--- Testo ---

Secondo una simulazione della compagnia Swiss Re, un terremoto di magnitudo 6.2 (come quello di Amatrice) nell’area di Parma potrebbe causare perdite per 53 miliardi di euro. A titolo di confronto si consideri che gli 8 rilevanti terremoti (escluso quello dell’ultima settimana) avvenuti negli ultimi 40 anni sulla Penisola hanno totalizzato danni per 60 miliardi di euro circa. Per completare queste fosche statistiche bisogna sapere che, dal 1970 ad oggi, 7 dei 10 terremoti più costosi d’Europa si sono verificati in Italia, paese doppiamente esposto sia per la vulnerabilità del suo patrimonio artistico che per le costruzioni edificate in assenza o in barba alla normativa antisismica. Aspetto che dovrebbe far riflettere sulla concessione del governo di assicurare il risarcimento a tutti, comunque e nonostante le responsabilità precise di taluni, pubblico o privato che siano. 

L’indesiderabile primato italiano di esposizione alle catastrofi naturali si accompagna a un’aggravante: risarcire costerà sempre di più. Si accresce il valore concentrato su ogni metro quadro. È un trend in accelerazione, confermano nel settore assicurativo. Del resto, basta paragonare i macchinari di una filanda con quelli di una fabbrica 4.0 di oggi; più semplicemente, basta il confronto tra la concentrazione edilizia ai tempi dei nostri nonni e quella di adesso; o, ancora, tra gli elettrodomestici contenuti nella casa dei genitori e le apparecchiature elettroniche mediamente possedute oggi. È evidente che con questo aumento vertiginoso dell’esposizione, indennizzare con il solo intervento dello Stato non può reggere alla lunga. Non sono solo le casse pubbliche a non farcela, ma finisce per azzopparsi l’intero sistema paese con ripercussioni sulle valutazioni delle società di rating. Si calcola che un evento catastrofale con ritorno, ossia che avviene statisticamente ogni 250 anni, può arrivare a produrre una retrocessione di quasi un punto. C’è poi una prospettiva macro che va tenuta in considerazione. Le misure di prevenzione e gli interventi strutturali antisismici sono fondamentali e imprescindibili ma neppure così il rischio può essere completamente annullato, in particolare quello di natura economico. Una grande calamità catastrofale, inoltre, sconvolge il sistema economico produttivo del Paese, mette a dura prova la sua resilienza, impatta sul Pil. Magari salviamo la vita ma perdiamo casa e lavoro: di qui l’importanza di una gestione del rischio ex-ante combinando prevenzione anti-sismica e copertura assicurativa.

---

• [Consegna 1]:
Nel testo sul rischio sismico, sostituisci "Parma" con "Bologna" e riscrivi tutto da "Secondo una simulazione" giù fino a "privato che siano.".
• [Consegna 2]:
Traduci in inglese questa frase del testo sul rischio sismico: "È un trend in accelerazione, confermano nel settore assicurativo."

--- Materiale raccolto ---

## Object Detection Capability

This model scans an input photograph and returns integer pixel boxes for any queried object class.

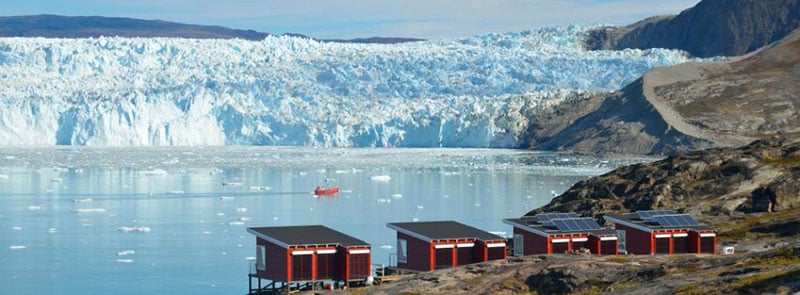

---

• [Risultato 1]:
Secondo una simulazione della compagnia Swiss Re, un terremoto di magnitudo 6.2 (come quello di Amatrice) nell’area di Bologna potrebbe causare perdite per 53 miliardi di euro. A titolo di confronto si consideri che gli 8 rilevanti terremoti (escluso quello dell’ultima settimana) avvenuti negli ultimi 40 anni sulla Penisola hanno totalizzato danni per 60 miliardi di euro circa. Per completare queste fosche statistiche bisogna sapere che, dal 1970 ad oggi, 7 dei 10 terremoti più costosi d’Europa si sono verificati in Italia, paese doppiamente esposto sia per la vulnerabilità del suo patrimonio artistico che per le costruzioni edificate in assenza o in barba alla normativa antisismica. Aspetto che dovrebbe far riflettere sulla concessione del governo di assicurare il risarcimento a tutti, comunque e nonostante le responsabilità precise di taluni, pubblico o privato che siano.

• [Risultato 2]:
It is an accelerating trend, the insurance sector confirms.